[start Material shown]

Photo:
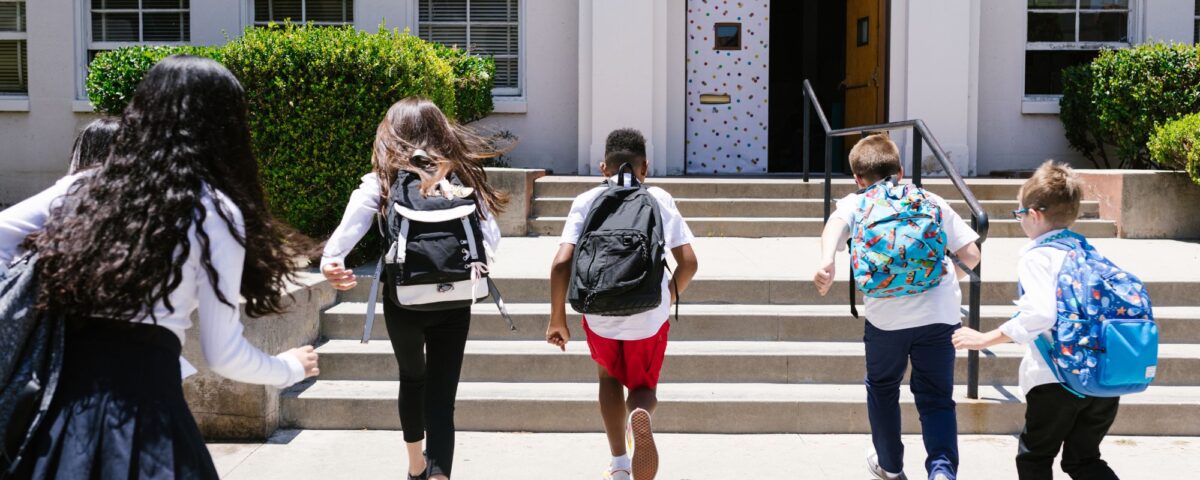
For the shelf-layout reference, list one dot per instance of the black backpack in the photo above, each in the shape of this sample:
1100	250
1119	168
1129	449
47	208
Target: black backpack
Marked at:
30	361
621	256
436	257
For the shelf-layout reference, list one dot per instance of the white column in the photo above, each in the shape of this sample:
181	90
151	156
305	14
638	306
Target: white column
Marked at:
627	61
940	85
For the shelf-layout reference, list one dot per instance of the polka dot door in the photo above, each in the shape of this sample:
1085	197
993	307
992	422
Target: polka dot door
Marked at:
727	79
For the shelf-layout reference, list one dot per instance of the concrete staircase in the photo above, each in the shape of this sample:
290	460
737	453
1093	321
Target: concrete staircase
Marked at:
756	349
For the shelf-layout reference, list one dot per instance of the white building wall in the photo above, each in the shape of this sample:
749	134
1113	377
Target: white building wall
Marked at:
1012	139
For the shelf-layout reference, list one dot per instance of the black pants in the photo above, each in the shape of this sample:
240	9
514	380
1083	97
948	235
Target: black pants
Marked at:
1055	417
429	348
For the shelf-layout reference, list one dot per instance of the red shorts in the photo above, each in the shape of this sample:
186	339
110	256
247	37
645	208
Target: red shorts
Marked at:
634	363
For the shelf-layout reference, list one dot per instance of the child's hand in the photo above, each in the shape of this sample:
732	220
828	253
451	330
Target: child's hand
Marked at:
307	358
558	334
973	340
823	277
340	277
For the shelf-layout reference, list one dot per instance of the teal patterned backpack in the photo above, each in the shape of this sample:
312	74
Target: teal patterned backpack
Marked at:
897	244
1105	341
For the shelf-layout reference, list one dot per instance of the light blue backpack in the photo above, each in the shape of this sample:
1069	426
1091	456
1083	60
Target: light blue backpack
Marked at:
1105	341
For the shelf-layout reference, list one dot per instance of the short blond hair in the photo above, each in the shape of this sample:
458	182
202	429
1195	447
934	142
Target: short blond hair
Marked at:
1055	190
875	157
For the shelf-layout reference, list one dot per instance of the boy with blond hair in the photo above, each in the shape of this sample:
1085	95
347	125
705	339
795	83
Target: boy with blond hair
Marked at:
912	304
1054	415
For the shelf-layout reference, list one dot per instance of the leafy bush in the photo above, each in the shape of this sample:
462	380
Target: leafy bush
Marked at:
114	75
1176	145
1132	91
316	96
473	82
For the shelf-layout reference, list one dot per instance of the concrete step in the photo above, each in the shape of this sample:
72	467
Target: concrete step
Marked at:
799	208
771	187
700	361
706	408
709	291
767	227
789	323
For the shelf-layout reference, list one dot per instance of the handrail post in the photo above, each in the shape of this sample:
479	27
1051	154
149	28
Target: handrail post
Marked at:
828	191
807	132
973	322
916	157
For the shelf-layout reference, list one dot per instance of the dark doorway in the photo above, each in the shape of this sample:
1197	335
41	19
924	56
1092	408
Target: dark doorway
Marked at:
808	40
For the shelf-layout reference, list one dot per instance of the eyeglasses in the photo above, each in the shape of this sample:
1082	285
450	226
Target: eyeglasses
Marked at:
1020	213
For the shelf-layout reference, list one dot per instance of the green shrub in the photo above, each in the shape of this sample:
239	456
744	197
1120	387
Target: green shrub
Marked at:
1135	89
473	82
114	75
1176	145
316	96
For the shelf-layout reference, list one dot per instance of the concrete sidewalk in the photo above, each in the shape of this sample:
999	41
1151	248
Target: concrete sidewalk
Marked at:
315	454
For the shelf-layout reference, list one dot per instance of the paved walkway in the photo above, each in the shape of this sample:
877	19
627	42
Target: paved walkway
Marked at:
315	454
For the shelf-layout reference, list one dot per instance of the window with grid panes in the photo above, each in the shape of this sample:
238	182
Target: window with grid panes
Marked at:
489	28
318	12
1066	33
120	23
13	64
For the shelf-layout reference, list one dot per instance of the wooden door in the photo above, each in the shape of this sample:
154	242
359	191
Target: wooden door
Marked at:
865	64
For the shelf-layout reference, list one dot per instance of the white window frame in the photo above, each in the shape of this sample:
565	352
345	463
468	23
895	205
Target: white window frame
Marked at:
503	95
85	43
18	36
304	15
1044	103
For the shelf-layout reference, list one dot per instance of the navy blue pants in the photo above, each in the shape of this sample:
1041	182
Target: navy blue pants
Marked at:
931	354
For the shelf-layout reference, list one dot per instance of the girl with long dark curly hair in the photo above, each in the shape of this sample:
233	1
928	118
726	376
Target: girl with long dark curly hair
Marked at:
417	141
173	222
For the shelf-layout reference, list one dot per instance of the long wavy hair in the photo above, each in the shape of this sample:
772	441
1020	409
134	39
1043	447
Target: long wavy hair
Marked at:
93	144
118	241
417	124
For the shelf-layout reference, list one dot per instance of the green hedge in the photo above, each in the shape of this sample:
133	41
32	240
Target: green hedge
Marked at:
473	82
1125	95
1176	145
316	96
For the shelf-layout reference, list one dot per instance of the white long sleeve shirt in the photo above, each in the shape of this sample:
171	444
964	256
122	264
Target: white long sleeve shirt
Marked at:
1036	310
227	352
359	217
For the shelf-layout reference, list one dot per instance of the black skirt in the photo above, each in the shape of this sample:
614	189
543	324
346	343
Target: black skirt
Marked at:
119	412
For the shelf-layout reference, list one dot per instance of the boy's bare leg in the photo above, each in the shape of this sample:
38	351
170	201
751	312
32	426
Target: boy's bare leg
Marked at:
612	409
643	399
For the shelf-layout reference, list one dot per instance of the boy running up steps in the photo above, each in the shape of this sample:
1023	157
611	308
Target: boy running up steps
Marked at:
611	265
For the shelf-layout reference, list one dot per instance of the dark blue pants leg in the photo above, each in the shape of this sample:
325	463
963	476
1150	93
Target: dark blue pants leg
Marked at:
887	358
933	388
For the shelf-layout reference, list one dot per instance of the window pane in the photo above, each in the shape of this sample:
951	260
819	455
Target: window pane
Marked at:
1104	4
1051	27
505	73
491	11
1104	27
453	36
443	11
327	10
166	27
13	67
1043	70
493	40
114	27
1051	4
12	17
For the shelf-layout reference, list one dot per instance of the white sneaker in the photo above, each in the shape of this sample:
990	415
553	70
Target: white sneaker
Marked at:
879	473
646	454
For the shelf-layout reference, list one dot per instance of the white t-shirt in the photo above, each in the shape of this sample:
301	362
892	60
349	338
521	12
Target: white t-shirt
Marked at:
937	305
676	232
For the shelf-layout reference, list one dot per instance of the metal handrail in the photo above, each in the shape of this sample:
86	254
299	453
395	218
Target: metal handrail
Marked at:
921	135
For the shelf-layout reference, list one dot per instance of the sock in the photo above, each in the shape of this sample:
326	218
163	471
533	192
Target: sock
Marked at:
622	462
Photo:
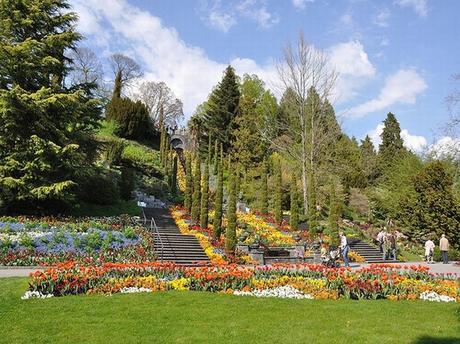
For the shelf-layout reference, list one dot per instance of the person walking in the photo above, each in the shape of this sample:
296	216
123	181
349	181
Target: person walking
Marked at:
344	248
429	249
444	247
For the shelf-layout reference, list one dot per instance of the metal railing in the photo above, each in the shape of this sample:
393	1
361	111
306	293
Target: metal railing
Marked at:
154	228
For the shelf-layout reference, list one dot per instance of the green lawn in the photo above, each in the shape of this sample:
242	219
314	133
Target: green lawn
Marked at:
193	317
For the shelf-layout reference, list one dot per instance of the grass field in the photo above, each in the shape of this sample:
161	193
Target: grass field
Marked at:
193	317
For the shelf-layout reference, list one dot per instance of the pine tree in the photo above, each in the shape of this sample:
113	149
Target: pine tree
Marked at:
294	219
218	203
218	119
46	126
196	198
264	189
188	183
204	192
230	233
334	212
392	146
312	213
278	193
173	184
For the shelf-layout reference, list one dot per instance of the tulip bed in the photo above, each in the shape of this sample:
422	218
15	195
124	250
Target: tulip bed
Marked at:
46	241
391	282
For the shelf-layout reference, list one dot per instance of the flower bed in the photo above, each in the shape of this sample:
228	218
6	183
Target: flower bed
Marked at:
391	282
48	241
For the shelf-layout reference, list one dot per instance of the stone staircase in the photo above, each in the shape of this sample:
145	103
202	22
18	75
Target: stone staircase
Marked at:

[end Material shown]

* [Written problem]
Beginning at the line that contains "of the sock", give the remaining lines of the records again exactly, through the last one. Leave out pictures.

* [Solved exercise]
For the shelf-layout reference, list one dot per instance of the sock in the photo above, each in the shape of this sample:
326	218
163	471
533	192
Target: sock
Marked at:
622	462
Photo:
For the shelf-layout reference, list one dot per instance of the person walking in the photo above, each in the shape of this sample:
296	216
123	181
349	181
Target: person walking
Marked at:
344	248
429	249
444	247
For the shelf-layout reference, list one dot per instance of the metal railing in the photo above, each in the shape of this sample:
393	1
361	111
306	293
Target: metal railing
Marked at:
154	228
For the shelf-layout reference, list one dot per instance of the green lawn in the photo above, each in the shape of this sample:
242	219
314	133
Target: green lawn
Marked at:
193	317
For the shelf-layout reference, list one dot per instance of the grass field in the photo above, each in the shape of this sample:
161	193
Target: grass field
Marked at:
193	317
For the shelf-layout reference, list one dot per instance of the pine tree in the photo above, each in the shape of this sample:
113	149
Target: pine tree
Marked at:
294	219
218	203
218	119
46	126
196	198
264	189
188	183
204	192
230	233
334	212
392	146
312	213
278	193
173	184
For the shelf-layout reference, list one dot per instance of the tulip bed in the photo above, each in the shape of this sample:
422	218
15	195
124	250
Target: tulip bed
Marked at:
46	241
391	282
For the shelf-layout reference, list one dot per instance of the flower bed in the photo above, each in the shape of this sample:
228	218
6	183
Target: flower bed
Marked at:
391	282
48	241
For the shelf-layout reference, list one dot per instance of the stone staircase in the photo above, each in the shape of this sample:
145	103
202	22
18	75
Target: stone staircase
Marked at:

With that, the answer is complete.